*Direction 1*. Return each line of the entries below that contains the string "standing", treating case as significant.
· · · ·
Services and programs are often not running only one PID. It's needed to aggregate the consumption of all related PIDs to know what this service is actually consuming.
To do that, in the current state of scaphandre development, you can use the Prometheus exporter, and then use Prometheus TSDB and query language capabilities. You'll find examples looking at the graphs and queries here. In a near future, more advanced features may be implemented in scaphandre to allow such classification even if you don't have access to a proper TSDB.
Internal structure
Scaphandre is designed to be extensible. As it performs basically two tasks: collecting/pre-computing the power consumption metrics and shipping it, it is composed of two main components: a sensor and an exporter. Each can be implemented in different wats, to match a certain use case. When you run scaphandre from the command line, -s
allows you to choose the sensor you want to use, and the next subcommand is the name of the exporter.
· · · ·
*Direction 2*. Summarize the passage on scaphandre in two sentences.

(Entries from a dataset)
· · · ·
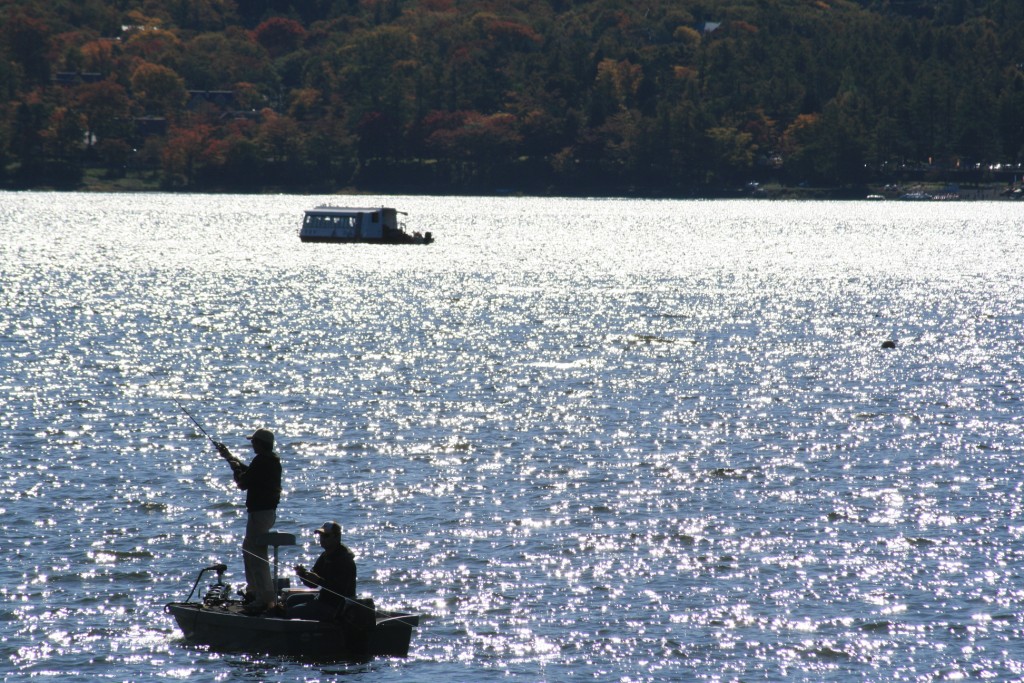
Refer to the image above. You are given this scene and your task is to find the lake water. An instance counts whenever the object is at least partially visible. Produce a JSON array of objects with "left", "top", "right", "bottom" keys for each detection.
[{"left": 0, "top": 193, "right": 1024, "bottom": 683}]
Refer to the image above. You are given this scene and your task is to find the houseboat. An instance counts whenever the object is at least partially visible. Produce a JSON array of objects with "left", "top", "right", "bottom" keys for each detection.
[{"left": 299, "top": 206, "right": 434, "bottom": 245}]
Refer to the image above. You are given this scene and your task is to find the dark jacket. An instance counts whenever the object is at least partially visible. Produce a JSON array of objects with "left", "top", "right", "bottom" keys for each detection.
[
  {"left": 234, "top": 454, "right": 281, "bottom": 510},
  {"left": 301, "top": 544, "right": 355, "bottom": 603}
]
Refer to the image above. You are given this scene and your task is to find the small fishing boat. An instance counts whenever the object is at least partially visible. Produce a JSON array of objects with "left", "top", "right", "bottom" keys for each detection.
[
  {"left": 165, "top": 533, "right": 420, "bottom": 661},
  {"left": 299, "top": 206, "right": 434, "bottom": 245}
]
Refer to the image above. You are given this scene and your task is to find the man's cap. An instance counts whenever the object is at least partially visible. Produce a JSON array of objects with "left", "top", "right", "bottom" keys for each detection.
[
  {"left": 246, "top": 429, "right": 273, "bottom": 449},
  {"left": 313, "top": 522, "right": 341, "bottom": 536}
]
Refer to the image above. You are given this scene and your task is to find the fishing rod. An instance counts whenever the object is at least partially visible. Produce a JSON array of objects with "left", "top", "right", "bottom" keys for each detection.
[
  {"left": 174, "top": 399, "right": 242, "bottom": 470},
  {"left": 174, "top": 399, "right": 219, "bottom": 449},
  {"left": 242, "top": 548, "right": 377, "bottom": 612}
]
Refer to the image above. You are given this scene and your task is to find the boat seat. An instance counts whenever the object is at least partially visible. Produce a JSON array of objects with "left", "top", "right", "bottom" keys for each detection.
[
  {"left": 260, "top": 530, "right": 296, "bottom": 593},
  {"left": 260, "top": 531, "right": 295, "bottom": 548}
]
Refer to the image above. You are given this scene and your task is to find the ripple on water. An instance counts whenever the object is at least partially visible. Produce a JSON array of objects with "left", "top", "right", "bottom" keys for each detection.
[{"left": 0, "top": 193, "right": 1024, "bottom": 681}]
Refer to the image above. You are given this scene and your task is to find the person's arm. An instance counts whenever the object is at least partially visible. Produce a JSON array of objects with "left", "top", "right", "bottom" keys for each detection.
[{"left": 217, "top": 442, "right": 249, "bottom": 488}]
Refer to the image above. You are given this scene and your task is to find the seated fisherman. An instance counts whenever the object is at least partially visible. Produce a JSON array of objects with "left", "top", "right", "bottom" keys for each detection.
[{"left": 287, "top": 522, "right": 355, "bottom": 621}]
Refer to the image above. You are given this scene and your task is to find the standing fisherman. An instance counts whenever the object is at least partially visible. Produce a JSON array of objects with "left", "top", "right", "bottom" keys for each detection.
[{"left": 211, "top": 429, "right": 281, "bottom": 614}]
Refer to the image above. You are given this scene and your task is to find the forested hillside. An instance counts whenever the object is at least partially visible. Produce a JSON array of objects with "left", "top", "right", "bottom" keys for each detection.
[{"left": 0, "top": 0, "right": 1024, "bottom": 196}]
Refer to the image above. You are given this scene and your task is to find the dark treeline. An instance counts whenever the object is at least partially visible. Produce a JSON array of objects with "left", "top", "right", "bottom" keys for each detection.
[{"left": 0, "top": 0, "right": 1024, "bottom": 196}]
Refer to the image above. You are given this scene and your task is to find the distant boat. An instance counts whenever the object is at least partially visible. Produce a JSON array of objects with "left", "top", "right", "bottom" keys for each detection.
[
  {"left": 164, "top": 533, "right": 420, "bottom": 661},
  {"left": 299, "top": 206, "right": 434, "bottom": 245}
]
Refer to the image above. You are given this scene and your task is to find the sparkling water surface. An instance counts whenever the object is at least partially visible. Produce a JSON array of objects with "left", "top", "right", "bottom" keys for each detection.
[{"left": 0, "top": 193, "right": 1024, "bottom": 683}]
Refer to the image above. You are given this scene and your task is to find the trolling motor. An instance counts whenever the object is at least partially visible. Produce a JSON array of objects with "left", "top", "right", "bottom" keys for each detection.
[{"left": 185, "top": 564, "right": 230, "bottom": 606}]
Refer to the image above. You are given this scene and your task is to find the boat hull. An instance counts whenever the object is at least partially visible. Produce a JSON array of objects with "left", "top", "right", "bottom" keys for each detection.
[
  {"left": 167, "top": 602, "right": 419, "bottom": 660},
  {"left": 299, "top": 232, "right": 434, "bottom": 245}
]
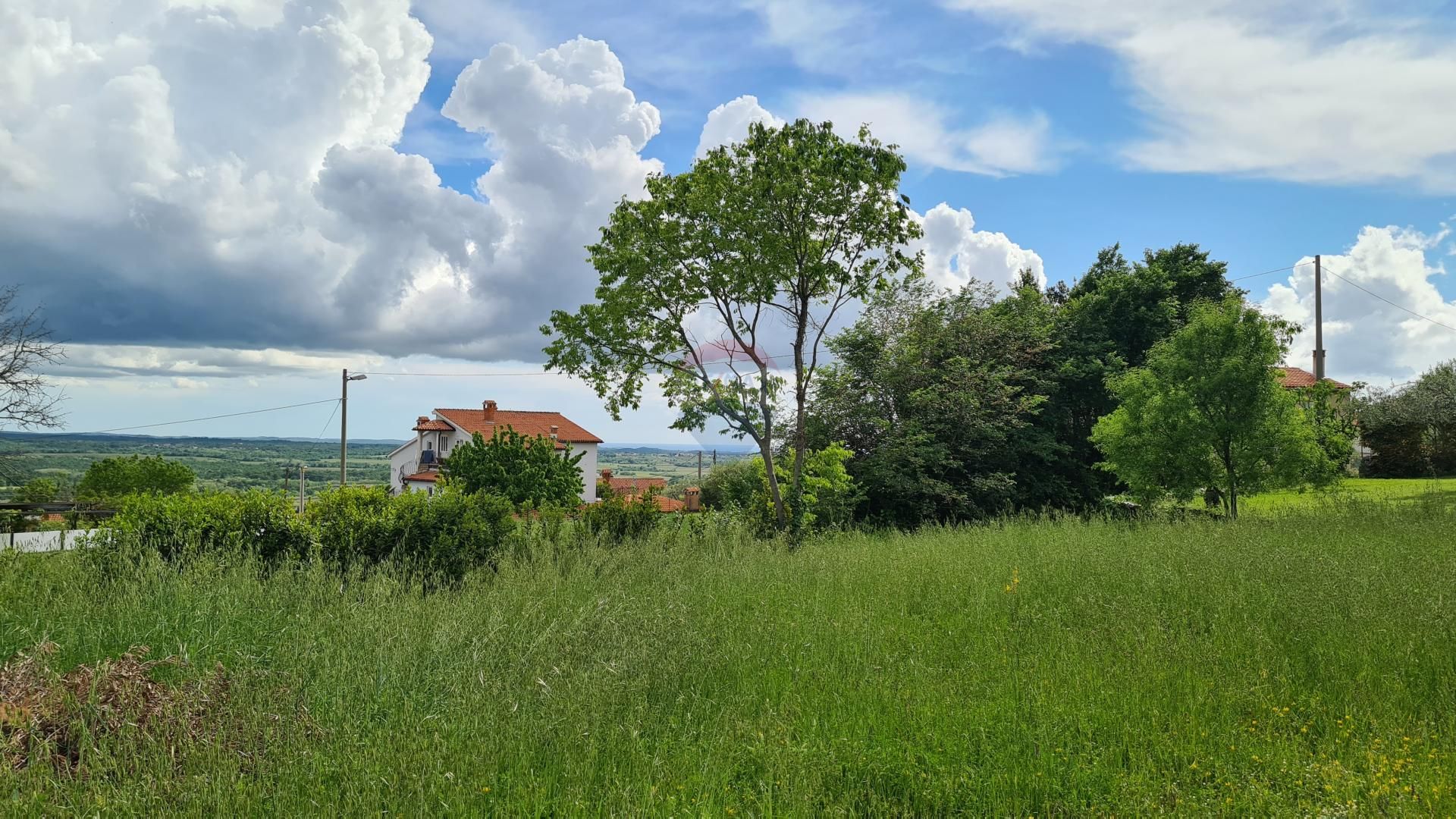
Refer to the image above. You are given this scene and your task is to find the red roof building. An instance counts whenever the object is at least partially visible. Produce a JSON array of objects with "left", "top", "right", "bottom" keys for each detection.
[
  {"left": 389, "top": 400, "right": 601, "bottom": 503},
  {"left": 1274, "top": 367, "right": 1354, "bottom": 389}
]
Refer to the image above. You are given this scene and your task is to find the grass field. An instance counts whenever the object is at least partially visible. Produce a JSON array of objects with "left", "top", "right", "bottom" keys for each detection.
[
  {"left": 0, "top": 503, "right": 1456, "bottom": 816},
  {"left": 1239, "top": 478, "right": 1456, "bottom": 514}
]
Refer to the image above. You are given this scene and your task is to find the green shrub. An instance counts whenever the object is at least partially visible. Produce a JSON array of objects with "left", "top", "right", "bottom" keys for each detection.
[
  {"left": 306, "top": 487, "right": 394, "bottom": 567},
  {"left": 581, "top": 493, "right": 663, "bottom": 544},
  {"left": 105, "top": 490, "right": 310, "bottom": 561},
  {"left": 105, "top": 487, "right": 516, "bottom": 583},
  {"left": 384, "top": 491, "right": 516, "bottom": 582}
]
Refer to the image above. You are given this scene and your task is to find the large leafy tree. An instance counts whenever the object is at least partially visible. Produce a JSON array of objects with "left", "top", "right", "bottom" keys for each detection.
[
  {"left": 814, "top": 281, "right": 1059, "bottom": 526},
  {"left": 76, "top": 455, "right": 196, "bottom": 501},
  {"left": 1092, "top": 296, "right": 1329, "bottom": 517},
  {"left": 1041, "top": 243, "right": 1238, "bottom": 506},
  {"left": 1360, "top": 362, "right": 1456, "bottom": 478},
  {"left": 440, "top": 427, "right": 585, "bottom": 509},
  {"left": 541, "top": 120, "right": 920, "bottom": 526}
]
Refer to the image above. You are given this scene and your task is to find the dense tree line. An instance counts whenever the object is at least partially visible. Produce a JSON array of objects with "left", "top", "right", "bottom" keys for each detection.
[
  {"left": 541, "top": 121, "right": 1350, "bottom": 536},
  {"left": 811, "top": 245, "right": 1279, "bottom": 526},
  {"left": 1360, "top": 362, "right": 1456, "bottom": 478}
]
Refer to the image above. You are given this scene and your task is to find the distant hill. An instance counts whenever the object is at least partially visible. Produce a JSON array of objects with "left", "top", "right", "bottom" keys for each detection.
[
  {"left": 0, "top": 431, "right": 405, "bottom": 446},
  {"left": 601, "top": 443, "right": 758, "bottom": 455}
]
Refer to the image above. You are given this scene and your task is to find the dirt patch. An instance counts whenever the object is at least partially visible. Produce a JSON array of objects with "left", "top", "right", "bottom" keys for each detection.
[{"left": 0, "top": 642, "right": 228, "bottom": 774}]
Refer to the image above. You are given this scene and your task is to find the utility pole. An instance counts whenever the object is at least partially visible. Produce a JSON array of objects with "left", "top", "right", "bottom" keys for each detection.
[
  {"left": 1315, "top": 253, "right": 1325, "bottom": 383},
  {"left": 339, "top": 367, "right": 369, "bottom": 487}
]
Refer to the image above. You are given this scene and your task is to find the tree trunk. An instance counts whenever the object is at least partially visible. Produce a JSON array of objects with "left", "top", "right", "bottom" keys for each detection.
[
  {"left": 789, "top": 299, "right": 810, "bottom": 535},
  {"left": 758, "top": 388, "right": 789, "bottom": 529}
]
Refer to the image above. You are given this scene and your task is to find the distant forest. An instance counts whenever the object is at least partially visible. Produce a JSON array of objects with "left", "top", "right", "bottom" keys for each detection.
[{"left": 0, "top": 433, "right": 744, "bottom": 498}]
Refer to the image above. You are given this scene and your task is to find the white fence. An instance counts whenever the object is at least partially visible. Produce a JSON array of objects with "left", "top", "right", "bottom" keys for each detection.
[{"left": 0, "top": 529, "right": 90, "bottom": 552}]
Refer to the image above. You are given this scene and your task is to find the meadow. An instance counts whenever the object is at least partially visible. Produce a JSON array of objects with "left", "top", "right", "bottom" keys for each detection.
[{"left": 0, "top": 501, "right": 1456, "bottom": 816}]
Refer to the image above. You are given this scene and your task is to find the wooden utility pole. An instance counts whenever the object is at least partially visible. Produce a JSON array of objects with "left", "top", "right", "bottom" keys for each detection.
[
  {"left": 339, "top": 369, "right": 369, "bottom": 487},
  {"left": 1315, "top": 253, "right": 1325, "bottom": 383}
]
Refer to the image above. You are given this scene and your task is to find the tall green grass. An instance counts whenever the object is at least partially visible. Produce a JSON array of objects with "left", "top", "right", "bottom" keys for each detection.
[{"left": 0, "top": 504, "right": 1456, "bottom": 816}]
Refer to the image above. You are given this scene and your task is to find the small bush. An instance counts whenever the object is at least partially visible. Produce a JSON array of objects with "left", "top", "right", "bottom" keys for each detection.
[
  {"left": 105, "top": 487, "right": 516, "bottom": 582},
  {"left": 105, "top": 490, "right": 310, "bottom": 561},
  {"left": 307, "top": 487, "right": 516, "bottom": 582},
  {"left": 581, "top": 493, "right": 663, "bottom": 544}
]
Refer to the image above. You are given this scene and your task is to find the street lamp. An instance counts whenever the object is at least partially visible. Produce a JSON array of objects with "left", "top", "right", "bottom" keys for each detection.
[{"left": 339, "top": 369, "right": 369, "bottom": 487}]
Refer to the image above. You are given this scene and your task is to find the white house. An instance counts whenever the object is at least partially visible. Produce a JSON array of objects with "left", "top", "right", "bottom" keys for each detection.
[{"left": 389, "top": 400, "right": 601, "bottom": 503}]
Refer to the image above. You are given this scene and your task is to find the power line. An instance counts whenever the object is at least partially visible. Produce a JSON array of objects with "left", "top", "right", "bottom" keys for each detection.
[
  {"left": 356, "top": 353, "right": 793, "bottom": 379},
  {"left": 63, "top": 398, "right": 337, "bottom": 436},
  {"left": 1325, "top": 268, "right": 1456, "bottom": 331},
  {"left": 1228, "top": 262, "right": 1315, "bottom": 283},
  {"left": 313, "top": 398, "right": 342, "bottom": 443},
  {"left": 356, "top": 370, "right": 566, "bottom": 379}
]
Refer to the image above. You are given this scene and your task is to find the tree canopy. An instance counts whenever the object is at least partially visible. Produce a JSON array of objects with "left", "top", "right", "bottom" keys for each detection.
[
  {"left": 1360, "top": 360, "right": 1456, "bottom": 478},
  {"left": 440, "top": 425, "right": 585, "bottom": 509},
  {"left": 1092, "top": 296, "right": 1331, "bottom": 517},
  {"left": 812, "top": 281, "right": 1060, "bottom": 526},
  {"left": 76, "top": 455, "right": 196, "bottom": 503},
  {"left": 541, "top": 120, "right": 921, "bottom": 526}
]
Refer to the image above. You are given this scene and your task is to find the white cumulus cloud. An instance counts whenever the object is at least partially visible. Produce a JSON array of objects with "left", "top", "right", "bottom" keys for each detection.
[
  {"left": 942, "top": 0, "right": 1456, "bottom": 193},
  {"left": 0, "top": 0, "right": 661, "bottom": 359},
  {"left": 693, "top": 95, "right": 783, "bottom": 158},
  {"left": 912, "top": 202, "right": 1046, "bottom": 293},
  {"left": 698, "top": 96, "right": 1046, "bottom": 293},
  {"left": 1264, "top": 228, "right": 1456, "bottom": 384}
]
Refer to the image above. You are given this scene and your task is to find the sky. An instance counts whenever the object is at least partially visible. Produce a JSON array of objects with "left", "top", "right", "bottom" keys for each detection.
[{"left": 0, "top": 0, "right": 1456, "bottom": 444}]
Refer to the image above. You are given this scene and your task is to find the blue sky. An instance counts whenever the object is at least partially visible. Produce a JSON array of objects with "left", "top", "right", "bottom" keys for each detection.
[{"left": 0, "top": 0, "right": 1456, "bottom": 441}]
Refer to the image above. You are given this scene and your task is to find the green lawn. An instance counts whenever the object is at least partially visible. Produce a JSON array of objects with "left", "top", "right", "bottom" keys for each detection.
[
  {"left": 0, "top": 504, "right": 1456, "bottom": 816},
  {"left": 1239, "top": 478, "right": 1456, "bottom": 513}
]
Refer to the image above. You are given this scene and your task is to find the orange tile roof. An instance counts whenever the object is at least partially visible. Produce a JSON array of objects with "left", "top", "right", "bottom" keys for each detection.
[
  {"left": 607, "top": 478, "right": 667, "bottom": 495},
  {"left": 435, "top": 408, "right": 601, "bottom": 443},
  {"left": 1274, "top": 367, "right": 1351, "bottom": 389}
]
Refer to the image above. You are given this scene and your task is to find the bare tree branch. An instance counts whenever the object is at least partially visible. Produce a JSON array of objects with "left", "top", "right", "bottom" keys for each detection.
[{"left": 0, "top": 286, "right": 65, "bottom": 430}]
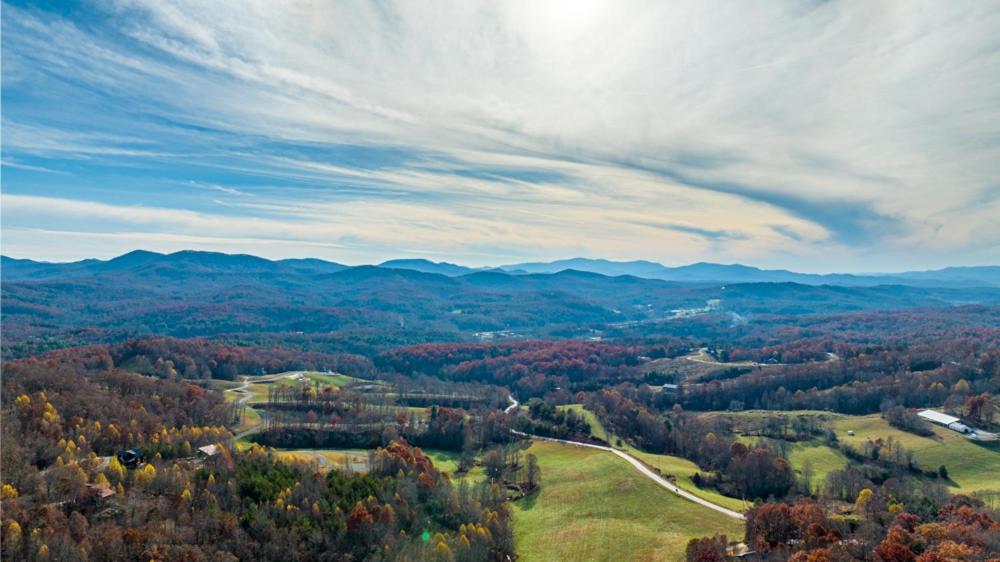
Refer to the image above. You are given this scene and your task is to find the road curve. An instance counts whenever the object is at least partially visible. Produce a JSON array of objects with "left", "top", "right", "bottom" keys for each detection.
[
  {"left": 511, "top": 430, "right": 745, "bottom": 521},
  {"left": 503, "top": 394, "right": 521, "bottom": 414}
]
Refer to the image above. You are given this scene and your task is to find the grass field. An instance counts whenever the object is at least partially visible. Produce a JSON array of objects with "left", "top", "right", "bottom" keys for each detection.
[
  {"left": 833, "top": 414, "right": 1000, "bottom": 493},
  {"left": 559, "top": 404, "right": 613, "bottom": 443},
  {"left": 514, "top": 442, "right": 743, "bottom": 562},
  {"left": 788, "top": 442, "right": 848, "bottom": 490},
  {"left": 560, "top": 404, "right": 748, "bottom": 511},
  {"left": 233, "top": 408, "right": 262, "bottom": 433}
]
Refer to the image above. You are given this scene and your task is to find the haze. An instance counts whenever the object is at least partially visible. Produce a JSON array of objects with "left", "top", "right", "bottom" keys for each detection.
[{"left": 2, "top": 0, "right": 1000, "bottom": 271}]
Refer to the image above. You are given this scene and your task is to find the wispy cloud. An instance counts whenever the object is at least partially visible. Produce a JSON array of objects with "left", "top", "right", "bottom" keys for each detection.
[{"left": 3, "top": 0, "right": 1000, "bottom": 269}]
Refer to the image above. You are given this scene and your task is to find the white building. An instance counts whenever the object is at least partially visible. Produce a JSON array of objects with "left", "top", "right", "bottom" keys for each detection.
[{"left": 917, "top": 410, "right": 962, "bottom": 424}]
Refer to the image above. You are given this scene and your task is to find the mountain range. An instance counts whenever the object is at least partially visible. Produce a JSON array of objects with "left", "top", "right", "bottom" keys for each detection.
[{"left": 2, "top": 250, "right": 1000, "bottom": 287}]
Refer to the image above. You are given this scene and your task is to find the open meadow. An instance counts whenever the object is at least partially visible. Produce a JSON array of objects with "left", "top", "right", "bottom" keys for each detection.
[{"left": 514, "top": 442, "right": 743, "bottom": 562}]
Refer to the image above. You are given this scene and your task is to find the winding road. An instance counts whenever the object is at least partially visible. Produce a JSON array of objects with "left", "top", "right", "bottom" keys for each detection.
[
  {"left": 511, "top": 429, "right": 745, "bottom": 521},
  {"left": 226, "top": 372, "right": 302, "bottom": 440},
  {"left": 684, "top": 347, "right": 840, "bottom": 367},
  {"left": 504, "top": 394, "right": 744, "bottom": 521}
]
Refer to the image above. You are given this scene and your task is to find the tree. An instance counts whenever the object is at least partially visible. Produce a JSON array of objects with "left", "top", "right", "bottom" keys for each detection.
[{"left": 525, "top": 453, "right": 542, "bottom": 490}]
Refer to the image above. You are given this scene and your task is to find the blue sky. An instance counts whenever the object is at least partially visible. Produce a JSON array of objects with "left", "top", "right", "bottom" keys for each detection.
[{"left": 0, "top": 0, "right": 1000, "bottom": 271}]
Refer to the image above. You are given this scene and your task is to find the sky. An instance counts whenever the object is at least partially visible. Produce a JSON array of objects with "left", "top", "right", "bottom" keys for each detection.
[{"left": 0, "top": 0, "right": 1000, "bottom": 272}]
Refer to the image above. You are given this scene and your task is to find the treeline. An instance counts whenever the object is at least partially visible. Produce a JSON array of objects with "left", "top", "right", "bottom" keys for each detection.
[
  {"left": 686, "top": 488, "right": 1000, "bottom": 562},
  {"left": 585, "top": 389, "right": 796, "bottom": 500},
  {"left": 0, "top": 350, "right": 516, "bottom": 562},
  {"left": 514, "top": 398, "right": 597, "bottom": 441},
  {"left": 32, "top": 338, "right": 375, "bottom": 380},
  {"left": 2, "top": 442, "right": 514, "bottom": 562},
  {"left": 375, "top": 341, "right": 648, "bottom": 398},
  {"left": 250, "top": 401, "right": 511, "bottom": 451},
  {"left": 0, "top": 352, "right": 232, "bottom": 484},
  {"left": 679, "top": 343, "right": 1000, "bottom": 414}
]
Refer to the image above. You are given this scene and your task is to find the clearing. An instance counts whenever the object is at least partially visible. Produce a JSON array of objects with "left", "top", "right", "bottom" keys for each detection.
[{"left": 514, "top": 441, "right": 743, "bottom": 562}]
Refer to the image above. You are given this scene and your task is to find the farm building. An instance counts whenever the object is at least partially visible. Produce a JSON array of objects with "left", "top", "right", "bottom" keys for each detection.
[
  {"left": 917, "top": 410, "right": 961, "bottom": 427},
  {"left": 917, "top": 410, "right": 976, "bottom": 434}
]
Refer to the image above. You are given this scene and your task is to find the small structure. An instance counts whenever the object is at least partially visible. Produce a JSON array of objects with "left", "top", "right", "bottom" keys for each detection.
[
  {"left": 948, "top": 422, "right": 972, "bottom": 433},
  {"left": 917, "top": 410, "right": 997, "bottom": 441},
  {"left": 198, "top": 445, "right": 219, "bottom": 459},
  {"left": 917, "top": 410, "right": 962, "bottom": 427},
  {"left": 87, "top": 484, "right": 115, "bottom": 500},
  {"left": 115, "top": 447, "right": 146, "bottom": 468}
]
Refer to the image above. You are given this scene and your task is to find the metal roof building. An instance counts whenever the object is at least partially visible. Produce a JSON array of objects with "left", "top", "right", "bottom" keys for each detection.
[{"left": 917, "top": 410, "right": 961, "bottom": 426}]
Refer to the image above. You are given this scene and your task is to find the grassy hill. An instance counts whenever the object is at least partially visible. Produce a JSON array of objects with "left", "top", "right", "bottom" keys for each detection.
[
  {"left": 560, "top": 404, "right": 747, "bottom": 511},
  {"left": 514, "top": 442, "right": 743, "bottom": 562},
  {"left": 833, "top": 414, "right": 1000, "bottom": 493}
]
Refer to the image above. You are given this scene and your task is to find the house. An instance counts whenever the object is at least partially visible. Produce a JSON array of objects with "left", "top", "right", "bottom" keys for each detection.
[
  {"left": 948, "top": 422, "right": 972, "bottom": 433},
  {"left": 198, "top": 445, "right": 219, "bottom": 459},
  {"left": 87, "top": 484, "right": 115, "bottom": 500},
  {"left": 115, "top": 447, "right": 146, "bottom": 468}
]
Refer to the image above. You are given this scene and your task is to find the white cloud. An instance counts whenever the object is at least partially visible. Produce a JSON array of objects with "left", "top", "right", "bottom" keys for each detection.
· · · ·
*Correct output 1*.
Refer to the image above. You are given this scene and your task is to find the standing fisherman. An instance counts whenever the object is at least partially visible. Produce a JSON array of objects with "left", "top", "right", "bottom" keys for each detection.

*Correct output 2*. Because services often run under more than one PID, their consumption has to be aggregated, which scaphandre currently supports through its Prometheus exporter combined with Prometheus TSDB and its query language. Scaphandre is designed to be extensible and is composed of two main components: a sensor that collects and pre-computes power consumption metrics, and an exporter that ships them.